§ **WHAT THE TASK REQUIRES**
Search the material for "below" and copy each line in which it is found.

§ **SOURCE DATA**
*** Block opens ***
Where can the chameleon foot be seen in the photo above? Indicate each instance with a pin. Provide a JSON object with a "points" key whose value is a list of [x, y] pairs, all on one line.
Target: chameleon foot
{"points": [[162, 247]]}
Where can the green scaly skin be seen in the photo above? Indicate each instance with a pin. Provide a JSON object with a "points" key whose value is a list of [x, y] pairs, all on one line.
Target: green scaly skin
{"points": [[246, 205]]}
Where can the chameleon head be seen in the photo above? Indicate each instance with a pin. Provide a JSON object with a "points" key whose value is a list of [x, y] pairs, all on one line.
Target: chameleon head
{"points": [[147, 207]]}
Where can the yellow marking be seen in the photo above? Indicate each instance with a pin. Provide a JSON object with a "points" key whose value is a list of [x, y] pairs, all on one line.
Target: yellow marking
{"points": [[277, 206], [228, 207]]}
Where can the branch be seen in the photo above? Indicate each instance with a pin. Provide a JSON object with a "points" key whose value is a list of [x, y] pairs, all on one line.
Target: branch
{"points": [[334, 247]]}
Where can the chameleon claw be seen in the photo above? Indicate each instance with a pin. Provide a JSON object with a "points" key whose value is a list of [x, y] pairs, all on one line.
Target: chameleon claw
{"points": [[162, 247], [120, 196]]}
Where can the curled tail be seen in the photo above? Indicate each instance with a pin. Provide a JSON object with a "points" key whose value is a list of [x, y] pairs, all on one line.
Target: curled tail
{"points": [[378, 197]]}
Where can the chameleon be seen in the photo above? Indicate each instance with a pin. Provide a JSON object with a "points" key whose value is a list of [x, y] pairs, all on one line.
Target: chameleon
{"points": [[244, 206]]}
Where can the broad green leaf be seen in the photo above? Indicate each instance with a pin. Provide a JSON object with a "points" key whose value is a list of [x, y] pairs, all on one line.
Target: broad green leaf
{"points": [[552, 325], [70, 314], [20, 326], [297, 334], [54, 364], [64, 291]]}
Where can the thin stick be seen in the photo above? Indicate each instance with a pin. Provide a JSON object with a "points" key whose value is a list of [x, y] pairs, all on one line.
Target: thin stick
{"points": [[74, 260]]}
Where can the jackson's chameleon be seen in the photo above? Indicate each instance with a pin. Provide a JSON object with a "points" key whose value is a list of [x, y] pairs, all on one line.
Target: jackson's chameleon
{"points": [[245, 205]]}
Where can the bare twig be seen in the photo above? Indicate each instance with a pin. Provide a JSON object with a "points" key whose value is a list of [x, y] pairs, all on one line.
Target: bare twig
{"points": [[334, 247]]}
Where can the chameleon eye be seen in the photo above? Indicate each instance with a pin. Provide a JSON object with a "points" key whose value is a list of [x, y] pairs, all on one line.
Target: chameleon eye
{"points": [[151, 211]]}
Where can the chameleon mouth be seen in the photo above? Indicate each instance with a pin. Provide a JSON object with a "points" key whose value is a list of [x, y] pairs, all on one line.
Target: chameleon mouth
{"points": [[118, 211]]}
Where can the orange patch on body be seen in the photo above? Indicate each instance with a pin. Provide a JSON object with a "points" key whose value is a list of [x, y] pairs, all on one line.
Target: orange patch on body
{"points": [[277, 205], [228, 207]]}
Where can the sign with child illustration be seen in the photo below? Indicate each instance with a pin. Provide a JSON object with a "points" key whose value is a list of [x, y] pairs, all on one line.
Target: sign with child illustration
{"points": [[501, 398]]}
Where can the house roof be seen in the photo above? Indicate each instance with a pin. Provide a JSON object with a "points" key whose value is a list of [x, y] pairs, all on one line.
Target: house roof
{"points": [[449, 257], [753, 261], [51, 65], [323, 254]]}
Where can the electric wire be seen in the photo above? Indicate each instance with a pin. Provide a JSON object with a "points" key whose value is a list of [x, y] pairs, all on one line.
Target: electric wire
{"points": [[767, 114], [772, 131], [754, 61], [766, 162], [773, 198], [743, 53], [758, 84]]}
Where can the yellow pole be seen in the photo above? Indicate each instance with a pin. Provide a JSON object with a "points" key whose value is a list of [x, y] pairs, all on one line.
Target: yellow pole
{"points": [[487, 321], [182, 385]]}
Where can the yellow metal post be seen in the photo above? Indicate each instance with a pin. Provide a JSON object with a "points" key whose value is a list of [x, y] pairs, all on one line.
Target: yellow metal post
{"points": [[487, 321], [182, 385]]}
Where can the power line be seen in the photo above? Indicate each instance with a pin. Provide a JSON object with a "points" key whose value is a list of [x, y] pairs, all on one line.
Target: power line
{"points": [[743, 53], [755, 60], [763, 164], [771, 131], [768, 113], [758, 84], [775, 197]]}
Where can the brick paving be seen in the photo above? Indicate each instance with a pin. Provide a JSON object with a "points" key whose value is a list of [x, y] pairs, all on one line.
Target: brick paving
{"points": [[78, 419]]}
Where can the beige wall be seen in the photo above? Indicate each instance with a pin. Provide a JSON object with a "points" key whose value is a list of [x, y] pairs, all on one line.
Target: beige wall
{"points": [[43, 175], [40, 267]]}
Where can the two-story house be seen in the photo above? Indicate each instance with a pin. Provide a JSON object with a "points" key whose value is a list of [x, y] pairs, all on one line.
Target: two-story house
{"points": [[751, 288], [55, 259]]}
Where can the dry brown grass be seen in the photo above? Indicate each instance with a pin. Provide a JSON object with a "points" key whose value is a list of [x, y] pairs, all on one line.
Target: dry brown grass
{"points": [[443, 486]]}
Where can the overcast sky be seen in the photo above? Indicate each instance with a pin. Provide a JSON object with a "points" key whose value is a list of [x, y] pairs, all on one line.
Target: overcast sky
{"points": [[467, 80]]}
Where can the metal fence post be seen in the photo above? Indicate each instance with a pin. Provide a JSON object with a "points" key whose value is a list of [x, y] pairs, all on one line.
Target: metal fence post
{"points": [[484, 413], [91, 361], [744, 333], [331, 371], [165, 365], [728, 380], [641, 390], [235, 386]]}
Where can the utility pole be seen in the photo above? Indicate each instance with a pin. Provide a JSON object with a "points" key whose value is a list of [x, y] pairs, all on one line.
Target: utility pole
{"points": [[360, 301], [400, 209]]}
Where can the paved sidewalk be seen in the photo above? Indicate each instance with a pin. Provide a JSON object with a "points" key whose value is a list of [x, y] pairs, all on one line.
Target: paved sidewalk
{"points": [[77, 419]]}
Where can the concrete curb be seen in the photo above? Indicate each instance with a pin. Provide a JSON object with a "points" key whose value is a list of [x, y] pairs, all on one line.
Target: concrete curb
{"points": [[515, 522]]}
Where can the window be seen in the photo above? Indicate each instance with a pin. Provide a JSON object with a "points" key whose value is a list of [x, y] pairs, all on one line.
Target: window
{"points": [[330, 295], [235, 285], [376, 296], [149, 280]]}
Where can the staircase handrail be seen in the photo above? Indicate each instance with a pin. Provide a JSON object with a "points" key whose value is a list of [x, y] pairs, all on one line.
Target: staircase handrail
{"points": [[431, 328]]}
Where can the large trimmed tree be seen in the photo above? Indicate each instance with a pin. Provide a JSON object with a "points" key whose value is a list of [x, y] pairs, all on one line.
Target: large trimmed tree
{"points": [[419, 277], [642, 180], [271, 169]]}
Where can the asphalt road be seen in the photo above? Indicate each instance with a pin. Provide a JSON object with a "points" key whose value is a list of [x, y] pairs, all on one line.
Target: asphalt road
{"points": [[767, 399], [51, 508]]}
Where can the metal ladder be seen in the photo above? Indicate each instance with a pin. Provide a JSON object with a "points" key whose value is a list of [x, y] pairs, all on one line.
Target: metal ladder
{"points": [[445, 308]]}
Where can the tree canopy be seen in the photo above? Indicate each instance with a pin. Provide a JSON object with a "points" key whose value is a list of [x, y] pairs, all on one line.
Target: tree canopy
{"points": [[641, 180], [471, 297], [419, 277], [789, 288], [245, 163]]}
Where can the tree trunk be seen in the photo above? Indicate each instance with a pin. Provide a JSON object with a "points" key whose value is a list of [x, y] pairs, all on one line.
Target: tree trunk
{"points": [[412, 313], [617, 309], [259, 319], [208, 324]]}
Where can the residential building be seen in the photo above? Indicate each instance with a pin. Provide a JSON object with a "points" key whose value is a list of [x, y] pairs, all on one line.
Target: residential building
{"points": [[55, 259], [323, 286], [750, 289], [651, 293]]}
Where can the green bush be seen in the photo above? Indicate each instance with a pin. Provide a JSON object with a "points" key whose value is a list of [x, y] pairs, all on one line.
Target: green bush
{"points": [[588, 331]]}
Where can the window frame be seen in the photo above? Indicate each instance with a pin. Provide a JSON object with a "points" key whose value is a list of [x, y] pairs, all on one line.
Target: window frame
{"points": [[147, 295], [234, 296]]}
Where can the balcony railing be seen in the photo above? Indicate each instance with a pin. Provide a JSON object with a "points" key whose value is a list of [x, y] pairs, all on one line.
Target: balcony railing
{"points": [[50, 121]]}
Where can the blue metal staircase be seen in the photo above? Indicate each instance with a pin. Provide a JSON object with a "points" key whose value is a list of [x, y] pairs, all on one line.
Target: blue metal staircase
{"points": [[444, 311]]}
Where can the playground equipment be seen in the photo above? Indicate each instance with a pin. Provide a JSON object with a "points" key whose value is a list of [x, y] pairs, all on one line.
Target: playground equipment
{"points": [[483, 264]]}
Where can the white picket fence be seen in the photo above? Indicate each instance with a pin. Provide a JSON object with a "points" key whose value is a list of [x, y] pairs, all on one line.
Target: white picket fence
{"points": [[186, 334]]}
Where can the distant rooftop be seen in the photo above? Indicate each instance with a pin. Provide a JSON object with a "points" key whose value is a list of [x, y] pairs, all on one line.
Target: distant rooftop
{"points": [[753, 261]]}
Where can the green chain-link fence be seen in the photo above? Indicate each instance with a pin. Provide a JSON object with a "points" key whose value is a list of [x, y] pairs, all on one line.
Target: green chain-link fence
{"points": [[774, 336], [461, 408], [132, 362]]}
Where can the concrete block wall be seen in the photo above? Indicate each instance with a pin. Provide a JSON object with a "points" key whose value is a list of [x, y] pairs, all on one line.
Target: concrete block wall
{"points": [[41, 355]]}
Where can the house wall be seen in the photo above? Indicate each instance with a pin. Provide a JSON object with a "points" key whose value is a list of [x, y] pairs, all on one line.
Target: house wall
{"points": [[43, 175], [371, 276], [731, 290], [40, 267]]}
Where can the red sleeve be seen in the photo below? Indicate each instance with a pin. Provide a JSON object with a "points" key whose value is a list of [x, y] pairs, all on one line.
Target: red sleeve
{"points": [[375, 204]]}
*** Block closes ***
§ **RESPONSE TO THE EXERCISE**
Where can the sign with child illustration be seen in the photo below? Indicate each instance with a pin. Provide a JSON object with a "points" key whose value is a list of [x, y] pairs, all on one line.
Where can the red sleeve be seen in the photo below? Indicate each instance with a pin. Provide a JSON object with a "points" key whose value is a list of [x, y] pairs, all on one line.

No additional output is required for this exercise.